◆ **Provided data**

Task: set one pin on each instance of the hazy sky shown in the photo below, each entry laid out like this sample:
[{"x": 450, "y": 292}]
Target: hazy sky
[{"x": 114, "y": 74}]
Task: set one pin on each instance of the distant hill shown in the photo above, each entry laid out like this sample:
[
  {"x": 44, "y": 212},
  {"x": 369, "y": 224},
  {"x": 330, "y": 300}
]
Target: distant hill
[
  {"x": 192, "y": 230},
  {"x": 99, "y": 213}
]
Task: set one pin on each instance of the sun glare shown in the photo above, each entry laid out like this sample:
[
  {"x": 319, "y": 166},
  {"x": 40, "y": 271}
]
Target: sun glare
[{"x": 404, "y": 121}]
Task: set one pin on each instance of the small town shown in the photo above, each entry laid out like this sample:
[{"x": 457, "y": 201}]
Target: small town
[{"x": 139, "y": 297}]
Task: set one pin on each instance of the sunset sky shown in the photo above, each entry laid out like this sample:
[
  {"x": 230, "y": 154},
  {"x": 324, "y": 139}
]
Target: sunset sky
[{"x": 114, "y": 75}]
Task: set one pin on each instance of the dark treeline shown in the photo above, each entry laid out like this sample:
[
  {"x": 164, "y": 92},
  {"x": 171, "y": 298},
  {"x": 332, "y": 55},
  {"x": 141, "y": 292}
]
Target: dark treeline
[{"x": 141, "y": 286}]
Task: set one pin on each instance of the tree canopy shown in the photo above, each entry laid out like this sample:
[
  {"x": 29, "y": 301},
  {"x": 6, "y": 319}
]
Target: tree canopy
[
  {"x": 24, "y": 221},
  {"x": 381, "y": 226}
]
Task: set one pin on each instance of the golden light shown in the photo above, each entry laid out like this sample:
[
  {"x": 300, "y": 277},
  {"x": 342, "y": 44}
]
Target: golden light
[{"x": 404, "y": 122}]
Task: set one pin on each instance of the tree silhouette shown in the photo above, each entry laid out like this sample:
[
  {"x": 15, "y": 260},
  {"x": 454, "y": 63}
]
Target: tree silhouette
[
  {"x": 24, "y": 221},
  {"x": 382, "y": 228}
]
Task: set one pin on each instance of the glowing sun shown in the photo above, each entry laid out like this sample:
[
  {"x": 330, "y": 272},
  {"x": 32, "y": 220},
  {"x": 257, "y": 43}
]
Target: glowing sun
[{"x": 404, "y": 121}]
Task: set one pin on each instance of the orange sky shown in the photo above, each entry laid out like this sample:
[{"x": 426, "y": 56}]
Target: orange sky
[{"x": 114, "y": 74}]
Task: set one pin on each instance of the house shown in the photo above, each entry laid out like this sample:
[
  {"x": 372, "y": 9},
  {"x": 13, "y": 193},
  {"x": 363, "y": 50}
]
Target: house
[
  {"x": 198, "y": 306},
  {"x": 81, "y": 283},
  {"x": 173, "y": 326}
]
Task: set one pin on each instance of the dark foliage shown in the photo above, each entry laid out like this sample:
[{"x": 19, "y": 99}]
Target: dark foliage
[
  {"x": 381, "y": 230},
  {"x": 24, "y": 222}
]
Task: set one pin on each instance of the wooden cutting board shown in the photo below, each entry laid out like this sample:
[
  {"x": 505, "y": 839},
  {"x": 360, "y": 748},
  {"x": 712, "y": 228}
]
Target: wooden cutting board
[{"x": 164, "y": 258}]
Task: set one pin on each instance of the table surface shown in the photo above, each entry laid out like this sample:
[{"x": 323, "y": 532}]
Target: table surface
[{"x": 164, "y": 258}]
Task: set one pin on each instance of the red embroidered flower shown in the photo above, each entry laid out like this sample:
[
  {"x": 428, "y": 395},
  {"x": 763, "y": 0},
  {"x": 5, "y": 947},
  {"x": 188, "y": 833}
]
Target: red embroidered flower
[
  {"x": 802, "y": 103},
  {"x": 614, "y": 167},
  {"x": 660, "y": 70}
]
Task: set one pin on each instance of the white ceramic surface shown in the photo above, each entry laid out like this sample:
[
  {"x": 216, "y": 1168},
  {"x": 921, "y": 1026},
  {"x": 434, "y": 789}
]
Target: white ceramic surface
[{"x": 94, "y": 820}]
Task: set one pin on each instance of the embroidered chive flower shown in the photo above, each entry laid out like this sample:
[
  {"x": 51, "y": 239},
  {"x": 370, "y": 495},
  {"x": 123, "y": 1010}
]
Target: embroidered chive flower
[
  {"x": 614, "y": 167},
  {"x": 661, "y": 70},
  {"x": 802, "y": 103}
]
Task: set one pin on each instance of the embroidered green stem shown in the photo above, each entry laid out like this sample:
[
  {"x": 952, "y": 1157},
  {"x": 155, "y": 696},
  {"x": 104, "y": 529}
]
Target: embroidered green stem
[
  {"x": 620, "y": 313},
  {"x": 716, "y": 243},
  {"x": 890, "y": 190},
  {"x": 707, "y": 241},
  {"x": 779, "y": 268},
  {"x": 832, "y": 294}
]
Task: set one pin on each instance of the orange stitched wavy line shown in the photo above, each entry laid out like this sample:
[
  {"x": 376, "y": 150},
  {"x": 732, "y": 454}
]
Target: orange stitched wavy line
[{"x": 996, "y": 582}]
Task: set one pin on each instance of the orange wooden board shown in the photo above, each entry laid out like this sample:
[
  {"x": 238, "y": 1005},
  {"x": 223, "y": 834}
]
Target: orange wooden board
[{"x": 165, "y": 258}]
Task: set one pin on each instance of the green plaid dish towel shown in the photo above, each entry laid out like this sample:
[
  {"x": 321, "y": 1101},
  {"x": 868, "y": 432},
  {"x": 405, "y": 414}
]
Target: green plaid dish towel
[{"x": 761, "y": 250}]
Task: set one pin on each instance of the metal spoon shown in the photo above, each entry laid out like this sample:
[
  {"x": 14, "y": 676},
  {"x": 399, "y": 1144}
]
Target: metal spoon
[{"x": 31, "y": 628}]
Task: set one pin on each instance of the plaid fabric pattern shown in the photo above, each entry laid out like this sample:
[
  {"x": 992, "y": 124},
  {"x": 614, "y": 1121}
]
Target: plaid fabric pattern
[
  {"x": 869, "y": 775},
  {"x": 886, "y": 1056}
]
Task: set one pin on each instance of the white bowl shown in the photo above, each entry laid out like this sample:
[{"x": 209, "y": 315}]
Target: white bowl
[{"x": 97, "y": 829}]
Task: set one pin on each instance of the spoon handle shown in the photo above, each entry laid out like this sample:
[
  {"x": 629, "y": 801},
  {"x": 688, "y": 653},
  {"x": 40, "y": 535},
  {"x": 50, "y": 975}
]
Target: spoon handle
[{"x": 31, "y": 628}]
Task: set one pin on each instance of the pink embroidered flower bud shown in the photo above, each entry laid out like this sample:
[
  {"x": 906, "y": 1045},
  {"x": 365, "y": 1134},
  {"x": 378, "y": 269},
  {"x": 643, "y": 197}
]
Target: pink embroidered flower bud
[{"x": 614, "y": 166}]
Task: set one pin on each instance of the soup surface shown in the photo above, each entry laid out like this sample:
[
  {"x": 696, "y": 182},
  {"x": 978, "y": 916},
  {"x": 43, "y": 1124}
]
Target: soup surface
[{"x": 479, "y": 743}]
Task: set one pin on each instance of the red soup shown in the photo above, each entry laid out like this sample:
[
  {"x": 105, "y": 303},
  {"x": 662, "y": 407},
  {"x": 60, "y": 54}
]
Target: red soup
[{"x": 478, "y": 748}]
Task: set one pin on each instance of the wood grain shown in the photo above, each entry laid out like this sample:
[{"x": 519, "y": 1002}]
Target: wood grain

◆ **Required action**
Return the material in its entirety, word for word.

◆ **Answer to the problem**
Task: set one pin on each instance of the hazy sky shown in the photo below, each entry laid out like this sample:
[{"x": 450, "y": 292}]
Target: hazy sky
[{"x": 114, "y": 74}]
Task: set one pin on each instance of the distant hill shown in the photo above, each entry laid out like this sample:
[
  {"x": 44, "y": 212},
  {"x": 369, "y": 224},
  {"x": 330, "y": 300}
]
Target: distant hill
[
  {"x": 192, "y": 230},
  {"x": 99, "y": 213}
]
Task: set one pin on each instance of the sun glare shown in the photo above, each entry laid out like this sample:
[
  {"x": 319, "y": 166},
  {"x": 40, "y": 271}
]
Target: sun glare
[{"x": 404, "y": 121}]
Task: set one pin on each instance of the small town shown in the photo above, each entry laid out like this sample:
[{"x": 457, "y": 201}]
Target: small town
[{"x": 139, "y": 297}]
Task: set one pin on each instance of the sunset sky shown in the photo above, each entry laid out like this sample:
[
  {"x": 230, "y": 154},
  {"x": 324, "y": 139}
]
Target: sunset sky
[{"x": 114, "y": 75}]
Task: set one pin on each instance of the dark treeline shown in the photo above, each entry laid out like this sample:
[
  {"x": 164, "y": 92},
  {"x": 171, "y": 298},
  {"x": 332, "y": 55},
  {"x": 141, "y": 292}
]
Target: dark treeline
[{"x": 141, "y": 286}]
Task: set one pin on each instance of the tree canopy shown in the photo above, each entry laid out like this sample:
[
  {"x": 29, "y": 301},
  {"x": 6, "y": 319}
]
Target: tree canopy
[
  {"x": 24, "y": 221},
  {"x": 381, "y": 226}
]
Task: set one pin on each instance of the golden light shown in the photo above, each entry laid out like this sample:
[
  {"x": 300, "y": 277},
  {"x": 342, "y": 44}
]
Target: golden light
[{"x": 404, "y": 122}]
Task: set one pin on each instance of the tree silhouette shown in the photo above, each entry laid out like this sample:
[
  {"x": 15, "y": 260},
  {"x": 454, "y": 63}
]
Target: tree silhouette
[
  {"x": 24, "y": 221},
  {"x": 382, "y": 228}
]
Task: set one pin on each instance of the glowing sun shown in the photo above, each entry laid out like this sample:
[
  {"x": 330, "y": 272},
  {"x": 32, "y": 220},
  {"x": 257, "y": 43}
]
Target: glowing sun
[{"x": 404, "y": 121}]
Task: set one pin on each instance of the orange sky shown in the photo above, each entry laid out like this sample:
[{"x": 426, "y": 56}]
Target: orange sky
[{"x": 114, "y": 74}]
Task: set one pin on each instance of the house shown in the photo above, each entry laid out like this sample:
[
  {"x": 372, "y": 9},
  {"x": 13, "y": 193},
  {"x": 363, "y": 50}
]
Target: house
[
  {"x": 198, "y": 306},
  {"x": 81, "y": 283},
  {"x": 173, "y": 326}
]
Task: set one pin on each instance of the dark foliage shown in the photo above, each entry laid out like this sample:
[{"x": 19, "y": 99}]
Target: dark foliage
[
  {"x": 381, "y": 230},
  {"x": 24, "y": 222}
]
Task: set one pin on each instance of the wooden cutting board shown in the photo below, each entry laid out like this sample:
[
  {"x": 505, "y": 839},
  {"x": 360, "y": 748},
  {"x": 712, "y": 228}
]
Target: wooden cutting board
[{"x": 164, "y": 258}]
Task: set one pin on each instance of the table surface shown in the photo above, each entry laid out like this sample:
[{"x": 323, "y": 532}]
Target: table surface
[{"x": 164, "y": 258}]
Task: set one pin on each instance of the red embroidered flower shown in the photo above, each entry laid out like this sample:
[
  {"x": 428, "y": 395},
  {"x": 763, "y": 0},
  {"x": 5, "y": 947},
  {"x": 188, "y": 833}
]
Target: red embroidered flower
[
  {"x": 802, "y": 103},
  {"x": 614, "y": 167},
  {"x": 660, "y": 70}
]
Task: set one pin on each instance of the white ceramic surface shown in the photo above, each entry laid out like this sample:
[
  {"x": 216, "y": 1168},
  {"x": 921, "y": 1026},
  {"x": 434, "y": 789}
]
Target: white ceramic surface
[{"x": 94, "y": 820}]
Task: set one pin on each instance of the embroidered chive flower shown in the photo above, each entry laid out like this sample:
[
  {"x": 51, "y": 239},
  {"x": 370, "y": 495},
  {"x": 123, "y": 1010}
]
Target: embroidered chive flower
[
  {"x": 614, "y": 167},
  {"x": 661, "y": 70},
  {"x": 802, "y": 103}
]
Task: set one pin on each instance of the embroidered green stem shown in the photo above, each entry laid out like this sample:
[
  {"x": 952, "y": 1157},
  {"x": 155, "y": 696},
  {"x": 104, "y": 529}
]
Target: embroidered green stem
[
  {"x": 620, "y": 313},
  {"x": 716, "y": 243},
  {"x": 890, "y": 190},
  {"x": 707, "y": 241},
  {"x": 779, "y": 268},
  {"x": 832, "y": 294}
]
Task: set one pin on each instance of the orange stitched wavy line shown in the photo above, each entry laid out like this sample:
[
  {"x": 376, "y": 150},
  {"x": 732, "y": 454}
]
Target: orange stitched wavy line
[{"x": 996, "y": 582}]
Task: set one pin on each instance of the orange wooden board shown in the photo above, each entry laid out like this sample:
[
  {"x": 238, "y": 1005},
  {"x": 223, "y": 834}
]
Target: orange wooden board
[{"x": 165, "y": 258}]
Task: set one pin on each instance of the green plaid dish towel shown in the photo above, each entry laid out like this sample:
[
  {"x": 321, "y": 1101},
  {"x": 868, "y": 432},
  {"x": 405, "y": 414}
]
Target: green plaid dish towel
[{"x": 761, "y": 250}]
Task: set one pin on each instance of the metal spoon shown in the photo above, each entry laid out like this sample:
[
  {"x": 14, "y": 676},
  {"x": 399, "y": 1144}
]
Target: metal spoon
[{"x": 31, "y": 628}]
Task: set one pin on each instance of the plaid fabric pattern shown in the photo above, each entry laid out like this sample:
[
  {"x": 992, "y": 124},
  {"x": 614, "y": 1121}
]
Target: plaid fabric pattern
[
  {"x": 869, "y": 775},
  {"x": 886, "y": 1056}
]
Task: set one pin on each instance of the white bowl shown in the photo above, each entry laid out like this sample:
[{"x": 209, "y": 315}]
Target: white bowl
[{"x": 97, "y": 829}]
Task: set one pin on each instance of the spoon handle shown in the photo above, each entry laid out like this sample:
[
  {"x": 629, "y": 801},
  {"x": 688, "y": 653},
  {"x": 40, "y": 535},
  {"x": 50, "y": 975}
]
Target: spoon handle
[{"x": 31, "y": 628}]
Task: set one pin on each instance of the pink embroidered flower bud shown in the photo above, each entry laid out like this sample:
[
  {"x": 906, "y": 1045},
  {"x": 365, "y": 1134},
  {"x": 378, "y": 269},
  {"x": 643, "y": 197}
]
Target: pink embroidered flower bud
[{"x": 614, "y": 166}]
Task: set one pin on each instance of the soup surface shown in the photo above, each entry laid out like this sample:
[
  {"x": 696, "y": 182},
  {"x": 978, "y": 916},
  {"x": 43, "y": 1124}
]
Target: soup surface
[{"x": 479, "y": 743}]
Task: set one pin on each instance of the red soup shown in the photo above, each entry laid out like this sample:
[
  {"x": 105, "y": 303},
  {"x": 662, "y": 407},
  {"x": 60, "y": 54}
]
Target: red soup
[{"x": 478, "y": 748}]
Task: set one pin on each instance of the wood grain shown in the photo above, each entry laid out like this sample:
[{"x": 519, "y": 1002}]
Target: wood grain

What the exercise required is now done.